The task: Return every line of the material below that contains the string "sandy". Matching is case-sensitive.

::: Records shown :::

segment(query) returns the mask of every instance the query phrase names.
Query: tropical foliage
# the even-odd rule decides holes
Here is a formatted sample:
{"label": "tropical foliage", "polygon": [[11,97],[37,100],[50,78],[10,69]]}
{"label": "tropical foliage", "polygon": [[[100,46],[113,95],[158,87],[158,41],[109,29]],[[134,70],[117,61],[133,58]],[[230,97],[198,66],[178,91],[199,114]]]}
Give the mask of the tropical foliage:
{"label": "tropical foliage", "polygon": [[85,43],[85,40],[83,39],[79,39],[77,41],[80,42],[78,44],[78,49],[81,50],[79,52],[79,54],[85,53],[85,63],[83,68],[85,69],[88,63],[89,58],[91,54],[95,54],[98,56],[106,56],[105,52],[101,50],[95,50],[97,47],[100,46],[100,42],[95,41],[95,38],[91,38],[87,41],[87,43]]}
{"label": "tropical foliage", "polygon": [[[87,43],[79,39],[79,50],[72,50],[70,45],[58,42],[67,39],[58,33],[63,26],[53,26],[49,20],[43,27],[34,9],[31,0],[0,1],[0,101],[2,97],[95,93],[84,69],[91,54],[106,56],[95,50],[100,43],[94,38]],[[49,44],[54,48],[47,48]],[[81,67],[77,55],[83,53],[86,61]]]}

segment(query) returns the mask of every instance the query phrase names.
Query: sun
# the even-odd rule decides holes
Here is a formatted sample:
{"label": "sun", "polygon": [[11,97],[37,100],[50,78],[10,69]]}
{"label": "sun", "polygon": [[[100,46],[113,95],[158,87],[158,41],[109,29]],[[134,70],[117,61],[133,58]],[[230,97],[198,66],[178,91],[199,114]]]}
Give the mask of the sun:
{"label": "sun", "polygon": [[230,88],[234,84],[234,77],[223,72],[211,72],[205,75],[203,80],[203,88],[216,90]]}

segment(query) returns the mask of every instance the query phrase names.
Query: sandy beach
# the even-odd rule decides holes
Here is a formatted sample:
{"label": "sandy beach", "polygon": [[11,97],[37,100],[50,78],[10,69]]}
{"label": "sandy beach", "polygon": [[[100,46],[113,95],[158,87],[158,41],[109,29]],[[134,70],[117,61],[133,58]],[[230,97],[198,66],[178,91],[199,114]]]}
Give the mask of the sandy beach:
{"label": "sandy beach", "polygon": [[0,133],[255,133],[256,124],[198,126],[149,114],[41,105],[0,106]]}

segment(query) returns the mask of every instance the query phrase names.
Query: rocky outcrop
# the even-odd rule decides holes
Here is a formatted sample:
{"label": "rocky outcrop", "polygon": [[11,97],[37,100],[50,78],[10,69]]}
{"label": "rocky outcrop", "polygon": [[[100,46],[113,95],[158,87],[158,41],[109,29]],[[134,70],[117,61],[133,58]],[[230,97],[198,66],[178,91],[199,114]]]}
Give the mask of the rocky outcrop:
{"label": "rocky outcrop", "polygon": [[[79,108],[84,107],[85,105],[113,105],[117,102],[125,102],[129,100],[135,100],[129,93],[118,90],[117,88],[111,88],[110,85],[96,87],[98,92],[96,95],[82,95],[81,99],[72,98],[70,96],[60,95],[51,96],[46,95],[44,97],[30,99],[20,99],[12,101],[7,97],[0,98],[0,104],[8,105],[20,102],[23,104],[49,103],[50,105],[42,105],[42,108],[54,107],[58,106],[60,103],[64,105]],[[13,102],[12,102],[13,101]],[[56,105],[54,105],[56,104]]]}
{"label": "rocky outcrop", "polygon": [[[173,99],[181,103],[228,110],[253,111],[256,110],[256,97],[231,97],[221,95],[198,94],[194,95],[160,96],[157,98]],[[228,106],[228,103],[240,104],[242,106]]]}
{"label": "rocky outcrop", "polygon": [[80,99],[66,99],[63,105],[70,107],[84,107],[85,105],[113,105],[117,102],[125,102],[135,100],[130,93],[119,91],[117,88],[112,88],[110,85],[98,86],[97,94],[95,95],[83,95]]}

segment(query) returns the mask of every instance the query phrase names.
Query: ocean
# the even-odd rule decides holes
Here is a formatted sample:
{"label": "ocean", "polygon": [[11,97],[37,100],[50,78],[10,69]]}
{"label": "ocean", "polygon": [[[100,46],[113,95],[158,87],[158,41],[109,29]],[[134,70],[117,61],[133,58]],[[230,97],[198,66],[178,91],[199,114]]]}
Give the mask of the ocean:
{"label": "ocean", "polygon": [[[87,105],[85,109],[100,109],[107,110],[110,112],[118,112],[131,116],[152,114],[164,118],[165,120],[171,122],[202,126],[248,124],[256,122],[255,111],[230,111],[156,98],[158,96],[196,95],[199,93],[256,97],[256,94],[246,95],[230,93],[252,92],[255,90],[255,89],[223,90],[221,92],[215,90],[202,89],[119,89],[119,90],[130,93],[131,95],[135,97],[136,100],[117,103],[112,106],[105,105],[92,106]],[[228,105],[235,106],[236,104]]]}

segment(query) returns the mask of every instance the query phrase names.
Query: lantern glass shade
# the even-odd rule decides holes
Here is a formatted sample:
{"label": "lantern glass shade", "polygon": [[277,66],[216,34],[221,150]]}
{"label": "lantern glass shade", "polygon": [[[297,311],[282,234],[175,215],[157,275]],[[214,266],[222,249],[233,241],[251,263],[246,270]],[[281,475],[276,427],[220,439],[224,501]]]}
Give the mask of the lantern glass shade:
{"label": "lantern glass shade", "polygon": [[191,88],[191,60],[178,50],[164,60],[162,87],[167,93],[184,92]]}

:::
::: Records shown :::

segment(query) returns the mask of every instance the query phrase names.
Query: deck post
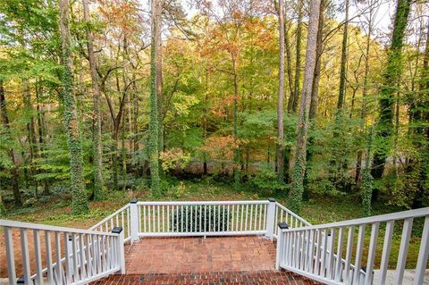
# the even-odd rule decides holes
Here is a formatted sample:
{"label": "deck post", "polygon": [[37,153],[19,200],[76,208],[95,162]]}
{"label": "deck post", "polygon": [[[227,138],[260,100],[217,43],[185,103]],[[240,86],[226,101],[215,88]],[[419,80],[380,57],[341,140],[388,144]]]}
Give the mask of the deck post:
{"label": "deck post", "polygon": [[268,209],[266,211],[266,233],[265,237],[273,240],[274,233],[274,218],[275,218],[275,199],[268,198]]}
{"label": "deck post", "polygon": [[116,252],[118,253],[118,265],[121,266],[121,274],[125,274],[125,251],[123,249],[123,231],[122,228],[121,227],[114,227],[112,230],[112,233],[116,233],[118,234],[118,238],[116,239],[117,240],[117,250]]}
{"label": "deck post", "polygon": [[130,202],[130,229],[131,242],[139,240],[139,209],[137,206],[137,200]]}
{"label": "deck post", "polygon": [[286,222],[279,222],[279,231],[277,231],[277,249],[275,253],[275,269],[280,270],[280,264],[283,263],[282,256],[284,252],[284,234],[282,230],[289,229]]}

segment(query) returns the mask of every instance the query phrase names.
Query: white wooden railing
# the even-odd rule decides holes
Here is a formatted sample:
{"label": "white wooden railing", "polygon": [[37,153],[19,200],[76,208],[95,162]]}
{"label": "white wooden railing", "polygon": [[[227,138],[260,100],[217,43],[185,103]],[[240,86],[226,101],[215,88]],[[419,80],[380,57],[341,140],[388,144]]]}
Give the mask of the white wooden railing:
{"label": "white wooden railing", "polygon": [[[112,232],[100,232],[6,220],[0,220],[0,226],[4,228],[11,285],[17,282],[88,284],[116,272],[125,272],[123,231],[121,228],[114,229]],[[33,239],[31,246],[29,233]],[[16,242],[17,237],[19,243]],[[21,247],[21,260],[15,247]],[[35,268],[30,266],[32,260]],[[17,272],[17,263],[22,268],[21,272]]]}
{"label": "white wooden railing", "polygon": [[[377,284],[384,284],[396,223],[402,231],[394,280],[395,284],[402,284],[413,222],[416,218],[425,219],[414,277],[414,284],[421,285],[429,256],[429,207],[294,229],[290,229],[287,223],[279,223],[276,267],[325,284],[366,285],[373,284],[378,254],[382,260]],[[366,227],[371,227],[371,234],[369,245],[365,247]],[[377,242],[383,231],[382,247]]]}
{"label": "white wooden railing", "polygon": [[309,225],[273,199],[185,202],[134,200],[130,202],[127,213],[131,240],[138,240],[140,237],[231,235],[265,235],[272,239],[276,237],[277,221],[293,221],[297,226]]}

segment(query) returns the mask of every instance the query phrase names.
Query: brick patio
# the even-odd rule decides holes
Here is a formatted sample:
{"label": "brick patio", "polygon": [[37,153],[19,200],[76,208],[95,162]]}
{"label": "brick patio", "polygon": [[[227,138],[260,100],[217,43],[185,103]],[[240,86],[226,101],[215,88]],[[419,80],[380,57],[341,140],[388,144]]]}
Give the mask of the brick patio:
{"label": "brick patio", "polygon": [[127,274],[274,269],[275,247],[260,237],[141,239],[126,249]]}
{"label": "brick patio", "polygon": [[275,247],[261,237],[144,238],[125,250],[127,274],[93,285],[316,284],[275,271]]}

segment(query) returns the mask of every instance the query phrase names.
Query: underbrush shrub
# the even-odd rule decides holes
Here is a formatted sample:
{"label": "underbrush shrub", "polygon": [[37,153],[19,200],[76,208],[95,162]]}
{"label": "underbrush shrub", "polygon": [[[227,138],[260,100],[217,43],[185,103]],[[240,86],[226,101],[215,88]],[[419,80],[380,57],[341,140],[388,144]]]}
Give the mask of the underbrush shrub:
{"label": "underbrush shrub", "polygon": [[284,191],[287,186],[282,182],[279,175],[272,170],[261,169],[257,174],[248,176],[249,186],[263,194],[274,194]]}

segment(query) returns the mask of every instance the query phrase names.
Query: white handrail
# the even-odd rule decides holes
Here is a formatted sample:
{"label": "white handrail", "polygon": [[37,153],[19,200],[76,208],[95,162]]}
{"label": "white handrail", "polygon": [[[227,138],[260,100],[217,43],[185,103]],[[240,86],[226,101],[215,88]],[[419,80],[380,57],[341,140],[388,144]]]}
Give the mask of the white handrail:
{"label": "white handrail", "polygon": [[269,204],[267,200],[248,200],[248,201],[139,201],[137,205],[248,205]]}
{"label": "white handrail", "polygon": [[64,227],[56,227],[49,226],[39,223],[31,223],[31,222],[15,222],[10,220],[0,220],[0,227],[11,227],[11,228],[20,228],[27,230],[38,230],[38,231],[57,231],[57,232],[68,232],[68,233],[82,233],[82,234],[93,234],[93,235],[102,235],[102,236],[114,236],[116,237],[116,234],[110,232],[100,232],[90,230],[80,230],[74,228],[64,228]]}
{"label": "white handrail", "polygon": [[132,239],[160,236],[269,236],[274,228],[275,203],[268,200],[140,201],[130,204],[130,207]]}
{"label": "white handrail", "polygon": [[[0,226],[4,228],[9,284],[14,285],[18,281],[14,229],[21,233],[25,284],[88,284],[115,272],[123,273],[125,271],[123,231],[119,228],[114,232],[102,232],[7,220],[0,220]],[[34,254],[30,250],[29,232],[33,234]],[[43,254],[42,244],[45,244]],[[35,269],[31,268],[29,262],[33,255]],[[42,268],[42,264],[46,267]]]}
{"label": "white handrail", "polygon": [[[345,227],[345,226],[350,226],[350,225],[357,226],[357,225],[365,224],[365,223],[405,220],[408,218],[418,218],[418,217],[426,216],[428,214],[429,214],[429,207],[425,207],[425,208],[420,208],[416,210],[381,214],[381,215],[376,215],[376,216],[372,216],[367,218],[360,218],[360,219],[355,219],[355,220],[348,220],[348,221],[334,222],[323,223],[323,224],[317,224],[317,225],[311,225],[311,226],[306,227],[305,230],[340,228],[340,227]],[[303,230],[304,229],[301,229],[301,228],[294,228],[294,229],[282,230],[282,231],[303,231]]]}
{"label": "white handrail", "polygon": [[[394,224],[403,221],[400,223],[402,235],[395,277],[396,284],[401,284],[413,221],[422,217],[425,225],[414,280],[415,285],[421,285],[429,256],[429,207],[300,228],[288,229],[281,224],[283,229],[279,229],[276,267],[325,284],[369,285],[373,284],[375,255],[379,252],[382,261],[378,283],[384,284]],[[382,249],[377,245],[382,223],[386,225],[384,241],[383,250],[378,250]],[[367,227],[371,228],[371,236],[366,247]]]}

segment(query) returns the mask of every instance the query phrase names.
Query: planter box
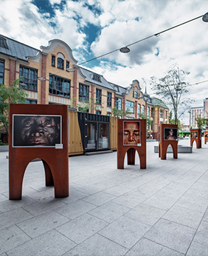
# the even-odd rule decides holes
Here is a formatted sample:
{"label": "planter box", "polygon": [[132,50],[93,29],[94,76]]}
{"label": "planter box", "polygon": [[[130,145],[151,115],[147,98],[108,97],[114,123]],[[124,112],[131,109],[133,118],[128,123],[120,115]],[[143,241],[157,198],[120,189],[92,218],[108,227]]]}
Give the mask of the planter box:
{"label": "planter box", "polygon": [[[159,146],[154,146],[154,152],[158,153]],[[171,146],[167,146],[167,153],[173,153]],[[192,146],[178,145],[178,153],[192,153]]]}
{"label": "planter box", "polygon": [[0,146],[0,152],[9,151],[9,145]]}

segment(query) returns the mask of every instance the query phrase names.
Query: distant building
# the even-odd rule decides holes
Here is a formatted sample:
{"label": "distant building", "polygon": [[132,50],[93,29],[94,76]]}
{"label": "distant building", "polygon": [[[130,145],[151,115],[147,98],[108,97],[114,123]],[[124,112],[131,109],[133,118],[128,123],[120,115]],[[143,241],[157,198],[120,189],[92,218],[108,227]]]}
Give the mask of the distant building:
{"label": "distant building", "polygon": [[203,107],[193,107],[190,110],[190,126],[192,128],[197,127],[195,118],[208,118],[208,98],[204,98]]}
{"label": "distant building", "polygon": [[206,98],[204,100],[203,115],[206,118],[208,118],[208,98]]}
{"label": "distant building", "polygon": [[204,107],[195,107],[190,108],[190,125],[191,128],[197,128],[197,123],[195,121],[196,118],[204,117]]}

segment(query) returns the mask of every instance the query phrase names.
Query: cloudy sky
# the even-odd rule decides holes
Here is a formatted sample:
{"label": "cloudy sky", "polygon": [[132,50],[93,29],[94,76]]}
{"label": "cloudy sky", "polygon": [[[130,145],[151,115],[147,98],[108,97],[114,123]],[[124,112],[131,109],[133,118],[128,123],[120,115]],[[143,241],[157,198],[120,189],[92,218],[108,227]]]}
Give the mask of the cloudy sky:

:::

Complete answer:
Query: sandy beach
{"label": "sandy beach", "polygon": [[11,97],[37,100],[50,78],[10,69]]}
{"label": "sandy beach", "polygon": [[[100,46],[113,95],[158,87],[158,41],[109,29]],[[134,70],[117,61],[133,58]],[[230,97],[198,66],[178,91],[199,114]]]}
Give the mask of the sandy beach:
{"label": "sandy beach", "polygon": [[0,133],[255,133],[256,124],[198,126],[149,114],[41,105],[0,106]]}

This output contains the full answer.